TASK: An exact repetition of the records is required. Leave nothing out.

Data excerpts:
━━━━━━━━━━━━━━━━━━━━━━━━━━━━━━

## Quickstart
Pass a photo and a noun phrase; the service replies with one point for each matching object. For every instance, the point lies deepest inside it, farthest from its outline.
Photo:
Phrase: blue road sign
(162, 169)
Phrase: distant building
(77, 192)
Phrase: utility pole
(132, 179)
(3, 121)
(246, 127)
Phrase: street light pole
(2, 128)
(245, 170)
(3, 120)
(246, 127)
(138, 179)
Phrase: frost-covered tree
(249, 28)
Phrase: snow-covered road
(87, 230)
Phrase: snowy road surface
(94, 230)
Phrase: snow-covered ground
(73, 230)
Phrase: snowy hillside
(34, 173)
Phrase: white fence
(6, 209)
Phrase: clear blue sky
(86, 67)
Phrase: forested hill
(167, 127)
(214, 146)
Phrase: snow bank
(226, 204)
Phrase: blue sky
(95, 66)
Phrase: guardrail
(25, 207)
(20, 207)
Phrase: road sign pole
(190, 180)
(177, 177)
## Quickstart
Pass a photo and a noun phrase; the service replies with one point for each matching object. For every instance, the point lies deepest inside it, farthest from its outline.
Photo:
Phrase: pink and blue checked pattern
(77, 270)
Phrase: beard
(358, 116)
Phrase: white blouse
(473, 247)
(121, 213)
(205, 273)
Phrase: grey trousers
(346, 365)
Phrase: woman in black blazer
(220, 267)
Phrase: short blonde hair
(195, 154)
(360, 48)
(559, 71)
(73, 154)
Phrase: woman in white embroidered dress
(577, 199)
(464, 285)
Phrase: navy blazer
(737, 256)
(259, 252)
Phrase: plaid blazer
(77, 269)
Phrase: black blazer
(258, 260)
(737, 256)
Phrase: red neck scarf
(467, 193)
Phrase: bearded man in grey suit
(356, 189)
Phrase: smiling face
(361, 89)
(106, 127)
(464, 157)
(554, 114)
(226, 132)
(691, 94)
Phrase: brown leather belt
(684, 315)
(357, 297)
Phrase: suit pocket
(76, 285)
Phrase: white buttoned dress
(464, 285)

━━━━━━━━━━━━━━━━━━━━━━━━━━━━━━

REPLY:
## Quickstart
Pass a photo and a noun phrase; the service replies with one point for each matching object. For every instance, the point lies deepest inside it, farthest from its outline.
Photo:
Phrase: blue road sign
(162, 169)
Phrase: distant building
(77, 192)
Phrase: utility pole
(132, 179)
(3, 121)
(246, 127)
Phrase: street light pole
(2, 128)
(245, 170)
(3, 120)
(246, 127)
(138, 179)
Phrase: frost-covered tree
(249, 28)
Phrase: snow-covered road
(87, 230)
Phrase: snowy road surface
(94, 230)
Phrase: snow-covered ground
(73, 230)
Phrase: snowy hillside
(34, 173)
Phrase: white fence
(6, 209)
Phrase: clear blue sky
(86, 67)
Phrase: forested hill
(167, 127)
(214, 146)
Phrase: snow bank
(226, 204)
Phrase: blue sky
(95, 66)
Phrase: guardrail
(25, 207)
(20, 207)
Phrase: road sign pole
(190, 180)
(177, 177)
## Quickstart
Pass a photo and a noun phrase; the service replies with one point for each matching object. For every instance, the point lies deepest inside it, farthest from its outline.
Photo:
Phrase: pink and blue checked pattern
(77, 270)
Phrase: beard
(358, 116)
Phrase: white blouse
(473, 247)
(121, 213)
(205, 273)
Phrase: grey trousers
(346, 365)
Phrase: woman in black blazer
(220, 267)
Phrase: short blonde hair
(195, 154)
(360, 48)
(559, 71)
(73, 154)
Phrase: woman in white embroidered dress
(577, 199)
(464, 285)
Phrase: navy blazer
(737, 256)
(259, 252)
Phrase: plaid blazer
(77, 269)
Phrase: black blazer
(258, 260)
(737, 256)
Phrase: red neck scarf
(467, 193)
Phrase: bearded man in grey suit
(356, 189)
Phrase: smiling face
(361, 89)
(106, 127)
(464, 157)
(554, 114)
(226, 132)
(691, 94)
Phrase: brown leather belt
(684, 315)
(357, 297)
Phrase: suit pocket
(76, 285)
Phrase: white buttoned dress
(464, 285)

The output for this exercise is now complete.